Starting at the first line of the records below, transcribe each line exactly, ending with the line that contains "<point>1008,311</point>".
*** DATA TO EXAMINE ***
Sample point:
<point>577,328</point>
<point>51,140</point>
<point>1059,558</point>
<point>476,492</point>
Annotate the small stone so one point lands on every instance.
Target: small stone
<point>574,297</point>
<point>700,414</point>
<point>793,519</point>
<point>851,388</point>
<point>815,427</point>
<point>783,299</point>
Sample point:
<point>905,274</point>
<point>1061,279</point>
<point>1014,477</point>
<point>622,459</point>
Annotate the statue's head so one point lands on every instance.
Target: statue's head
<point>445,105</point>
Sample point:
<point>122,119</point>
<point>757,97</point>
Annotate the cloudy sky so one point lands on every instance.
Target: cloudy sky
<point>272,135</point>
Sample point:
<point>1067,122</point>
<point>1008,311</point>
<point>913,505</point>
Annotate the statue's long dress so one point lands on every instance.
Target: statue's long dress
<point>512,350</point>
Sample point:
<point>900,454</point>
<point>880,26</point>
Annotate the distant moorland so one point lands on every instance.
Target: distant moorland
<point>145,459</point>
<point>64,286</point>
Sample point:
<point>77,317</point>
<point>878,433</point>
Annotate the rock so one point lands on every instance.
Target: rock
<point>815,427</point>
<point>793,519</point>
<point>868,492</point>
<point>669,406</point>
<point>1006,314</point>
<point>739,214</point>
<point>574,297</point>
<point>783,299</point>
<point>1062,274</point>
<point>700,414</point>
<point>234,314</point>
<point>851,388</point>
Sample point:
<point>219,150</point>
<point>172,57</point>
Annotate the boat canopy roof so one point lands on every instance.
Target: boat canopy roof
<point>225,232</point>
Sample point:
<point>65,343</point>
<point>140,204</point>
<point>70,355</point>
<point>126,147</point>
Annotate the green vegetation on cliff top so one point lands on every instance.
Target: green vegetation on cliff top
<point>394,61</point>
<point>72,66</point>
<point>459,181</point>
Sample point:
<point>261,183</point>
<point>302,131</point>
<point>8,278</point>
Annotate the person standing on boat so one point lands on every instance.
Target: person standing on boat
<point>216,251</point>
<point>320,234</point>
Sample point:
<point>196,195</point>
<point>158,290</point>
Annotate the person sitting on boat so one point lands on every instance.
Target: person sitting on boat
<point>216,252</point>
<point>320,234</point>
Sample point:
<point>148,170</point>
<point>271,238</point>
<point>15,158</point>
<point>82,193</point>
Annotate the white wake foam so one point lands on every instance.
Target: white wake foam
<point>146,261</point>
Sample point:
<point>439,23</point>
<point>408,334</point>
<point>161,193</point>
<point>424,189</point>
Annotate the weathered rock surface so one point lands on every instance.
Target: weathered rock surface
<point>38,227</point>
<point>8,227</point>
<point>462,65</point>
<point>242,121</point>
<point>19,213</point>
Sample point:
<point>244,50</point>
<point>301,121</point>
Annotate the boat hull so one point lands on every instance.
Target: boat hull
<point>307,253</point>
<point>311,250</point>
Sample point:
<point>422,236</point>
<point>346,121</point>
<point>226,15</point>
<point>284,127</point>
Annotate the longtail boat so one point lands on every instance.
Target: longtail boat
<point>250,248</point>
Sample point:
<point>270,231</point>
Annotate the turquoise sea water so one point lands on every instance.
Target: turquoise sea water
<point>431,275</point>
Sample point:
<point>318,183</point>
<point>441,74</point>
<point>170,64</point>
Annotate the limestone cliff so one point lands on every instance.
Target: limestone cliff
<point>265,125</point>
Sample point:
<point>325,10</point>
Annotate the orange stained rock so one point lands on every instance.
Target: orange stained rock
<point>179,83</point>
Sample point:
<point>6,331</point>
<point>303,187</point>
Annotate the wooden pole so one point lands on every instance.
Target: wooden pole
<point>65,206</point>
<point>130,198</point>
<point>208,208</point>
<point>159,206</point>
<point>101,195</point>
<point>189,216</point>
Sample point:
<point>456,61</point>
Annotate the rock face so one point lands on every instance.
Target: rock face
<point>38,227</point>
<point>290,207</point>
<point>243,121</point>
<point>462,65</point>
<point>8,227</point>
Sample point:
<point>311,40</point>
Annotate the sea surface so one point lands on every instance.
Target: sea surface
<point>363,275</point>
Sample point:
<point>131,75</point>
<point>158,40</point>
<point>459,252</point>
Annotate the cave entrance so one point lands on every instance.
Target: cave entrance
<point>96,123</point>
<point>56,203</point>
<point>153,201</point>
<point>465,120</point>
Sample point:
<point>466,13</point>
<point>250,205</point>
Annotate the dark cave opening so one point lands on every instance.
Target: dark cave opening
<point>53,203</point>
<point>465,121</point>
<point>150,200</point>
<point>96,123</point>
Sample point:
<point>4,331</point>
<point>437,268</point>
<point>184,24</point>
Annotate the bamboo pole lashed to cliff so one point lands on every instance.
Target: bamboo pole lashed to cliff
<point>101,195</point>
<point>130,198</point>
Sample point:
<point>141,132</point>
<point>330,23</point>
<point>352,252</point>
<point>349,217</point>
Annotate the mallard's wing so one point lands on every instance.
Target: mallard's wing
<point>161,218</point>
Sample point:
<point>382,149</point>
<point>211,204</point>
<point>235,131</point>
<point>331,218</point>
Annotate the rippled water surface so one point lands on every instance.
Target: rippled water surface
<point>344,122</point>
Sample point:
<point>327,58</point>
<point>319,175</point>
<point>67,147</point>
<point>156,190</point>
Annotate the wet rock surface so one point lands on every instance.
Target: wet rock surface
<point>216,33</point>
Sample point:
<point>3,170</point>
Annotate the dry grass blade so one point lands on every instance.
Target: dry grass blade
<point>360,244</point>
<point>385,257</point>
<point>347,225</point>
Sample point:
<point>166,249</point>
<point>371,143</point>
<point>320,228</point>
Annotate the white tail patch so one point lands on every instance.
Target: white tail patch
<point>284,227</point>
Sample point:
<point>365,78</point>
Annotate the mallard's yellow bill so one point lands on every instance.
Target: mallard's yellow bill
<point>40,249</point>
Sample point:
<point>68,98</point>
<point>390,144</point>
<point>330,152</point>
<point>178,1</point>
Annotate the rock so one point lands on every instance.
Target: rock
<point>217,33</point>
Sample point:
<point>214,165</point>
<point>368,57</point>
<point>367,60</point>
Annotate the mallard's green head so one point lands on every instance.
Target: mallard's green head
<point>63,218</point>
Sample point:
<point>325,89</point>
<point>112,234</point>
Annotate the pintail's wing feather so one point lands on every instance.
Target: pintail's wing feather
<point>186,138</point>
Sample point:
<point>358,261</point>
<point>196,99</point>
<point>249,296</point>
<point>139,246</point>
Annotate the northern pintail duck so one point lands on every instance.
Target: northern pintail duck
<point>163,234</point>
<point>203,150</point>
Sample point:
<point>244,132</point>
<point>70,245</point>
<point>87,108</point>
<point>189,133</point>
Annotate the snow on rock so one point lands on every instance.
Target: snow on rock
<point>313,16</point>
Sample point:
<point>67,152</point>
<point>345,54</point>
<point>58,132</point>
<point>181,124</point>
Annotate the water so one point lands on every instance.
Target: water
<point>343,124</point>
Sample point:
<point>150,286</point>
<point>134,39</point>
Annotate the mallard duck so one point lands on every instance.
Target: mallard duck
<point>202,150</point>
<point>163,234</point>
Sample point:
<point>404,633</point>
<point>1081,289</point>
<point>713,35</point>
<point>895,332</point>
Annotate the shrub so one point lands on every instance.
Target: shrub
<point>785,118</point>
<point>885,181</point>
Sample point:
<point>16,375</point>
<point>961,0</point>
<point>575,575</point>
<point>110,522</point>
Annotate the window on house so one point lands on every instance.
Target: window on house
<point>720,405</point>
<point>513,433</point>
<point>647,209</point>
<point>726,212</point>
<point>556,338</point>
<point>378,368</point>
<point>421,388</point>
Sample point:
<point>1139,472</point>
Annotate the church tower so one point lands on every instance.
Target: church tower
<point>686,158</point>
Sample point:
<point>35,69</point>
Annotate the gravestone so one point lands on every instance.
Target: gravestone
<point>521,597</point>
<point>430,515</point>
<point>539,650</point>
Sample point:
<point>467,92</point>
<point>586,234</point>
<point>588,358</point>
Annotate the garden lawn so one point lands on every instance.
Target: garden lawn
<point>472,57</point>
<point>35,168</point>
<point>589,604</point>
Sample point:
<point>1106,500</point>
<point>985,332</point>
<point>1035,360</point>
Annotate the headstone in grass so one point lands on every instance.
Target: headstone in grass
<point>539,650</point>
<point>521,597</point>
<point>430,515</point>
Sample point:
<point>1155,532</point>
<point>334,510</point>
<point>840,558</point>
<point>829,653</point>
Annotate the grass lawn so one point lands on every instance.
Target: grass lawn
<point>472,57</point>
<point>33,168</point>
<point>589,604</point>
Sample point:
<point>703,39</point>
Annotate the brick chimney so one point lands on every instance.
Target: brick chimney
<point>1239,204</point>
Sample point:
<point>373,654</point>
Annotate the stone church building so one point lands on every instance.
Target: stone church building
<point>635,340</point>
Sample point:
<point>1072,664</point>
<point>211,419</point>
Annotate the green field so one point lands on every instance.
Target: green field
*** End of DATA TO EXAMINE ***
> _THE ANSWER_:
Sample point:
<point>577,328</point>
<point>51,140</point>
<point>1059,558</point>
<point>476,492</point>
Annotate the small stone so one point lands on every instance.
Target: small stone
<point>574,297</point>
<point>700,414</point>
<point>793,519</point>
<point>851,388</point>
<point>815,427</point>
<point>783,299</point>
Sample point:
<point>905,274</point>
<point>1061,279</point>
<point>1014,477</point>
<point>622,459</point>
Annotate the statue's head so one point lands on every instance.
Target: statue's head
<point>445,105</point>
Sample point:
<point>122,119</point>
<point>757,97</point>
Annotate the cloudy sky so one point lands on every instance.
Target: cloudy sky
<point>272,135</point>
Sample point:
<point>1067,122</point>
<point>1008,311</point>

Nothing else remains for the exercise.